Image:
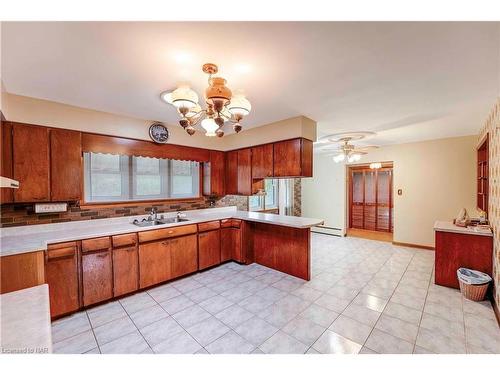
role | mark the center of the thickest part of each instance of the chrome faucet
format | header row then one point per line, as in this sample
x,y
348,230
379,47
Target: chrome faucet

* * *

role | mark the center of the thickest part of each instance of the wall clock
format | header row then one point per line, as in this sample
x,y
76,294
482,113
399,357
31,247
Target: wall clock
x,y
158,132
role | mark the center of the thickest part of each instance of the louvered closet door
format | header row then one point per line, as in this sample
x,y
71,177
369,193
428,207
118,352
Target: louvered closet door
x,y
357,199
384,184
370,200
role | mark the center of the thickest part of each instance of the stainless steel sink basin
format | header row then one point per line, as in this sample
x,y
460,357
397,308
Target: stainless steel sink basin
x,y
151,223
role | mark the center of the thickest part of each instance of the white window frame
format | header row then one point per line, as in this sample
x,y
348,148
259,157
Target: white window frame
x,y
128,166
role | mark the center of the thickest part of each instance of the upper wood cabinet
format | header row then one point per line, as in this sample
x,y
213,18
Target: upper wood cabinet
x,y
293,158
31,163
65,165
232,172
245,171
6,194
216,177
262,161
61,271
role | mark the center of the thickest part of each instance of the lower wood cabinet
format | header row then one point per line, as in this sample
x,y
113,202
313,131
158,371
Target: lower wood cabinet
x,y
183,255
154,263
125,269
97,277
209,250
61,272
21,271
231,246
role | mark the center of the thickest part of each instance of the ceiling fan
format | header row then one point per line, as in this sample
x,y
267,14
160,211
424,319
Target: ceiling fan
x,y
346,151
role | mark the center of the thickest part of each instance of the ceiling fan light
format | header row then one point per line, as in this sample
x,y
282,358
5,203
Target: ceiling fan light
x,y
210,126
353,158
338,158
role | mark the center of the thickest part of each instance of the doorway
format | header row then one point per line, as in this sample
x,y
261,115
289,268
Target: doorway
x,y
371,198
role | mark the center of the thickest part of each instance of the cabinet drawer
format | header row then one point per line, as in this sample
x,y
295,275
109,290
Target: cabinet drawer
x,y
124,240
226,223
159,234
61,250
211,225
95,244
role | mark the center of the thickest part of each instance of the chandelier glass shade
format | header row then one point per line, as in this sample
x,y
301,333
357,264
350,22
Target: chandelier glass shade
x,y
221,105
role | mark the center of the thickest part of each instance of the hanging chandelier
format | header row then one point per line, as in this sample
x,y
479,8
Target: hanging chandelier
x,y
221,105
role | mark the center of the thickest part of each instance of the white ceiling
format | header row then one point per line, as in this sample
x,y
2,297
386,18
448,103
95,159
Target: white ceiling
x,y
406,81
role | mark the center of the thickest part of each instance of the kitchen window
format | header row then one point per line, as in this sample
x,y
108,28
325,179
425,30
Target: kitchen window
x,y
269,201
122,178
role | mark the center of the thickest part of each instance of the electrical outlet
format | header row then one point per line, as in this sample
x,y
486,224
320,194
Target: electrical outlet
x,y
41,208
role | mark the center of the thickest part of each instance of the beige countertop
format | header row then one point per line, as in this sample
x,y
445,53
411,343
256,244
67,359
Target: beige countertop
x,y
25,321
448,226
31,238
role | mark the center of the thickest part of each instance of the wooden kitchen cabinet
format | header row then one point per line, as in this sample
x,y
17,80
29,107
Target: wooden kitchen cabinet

[ASSIGNED TASK]: What number of lines in the records hold the word "faucet"? Reply with that number alone.

[TASK RESPONSE]: 2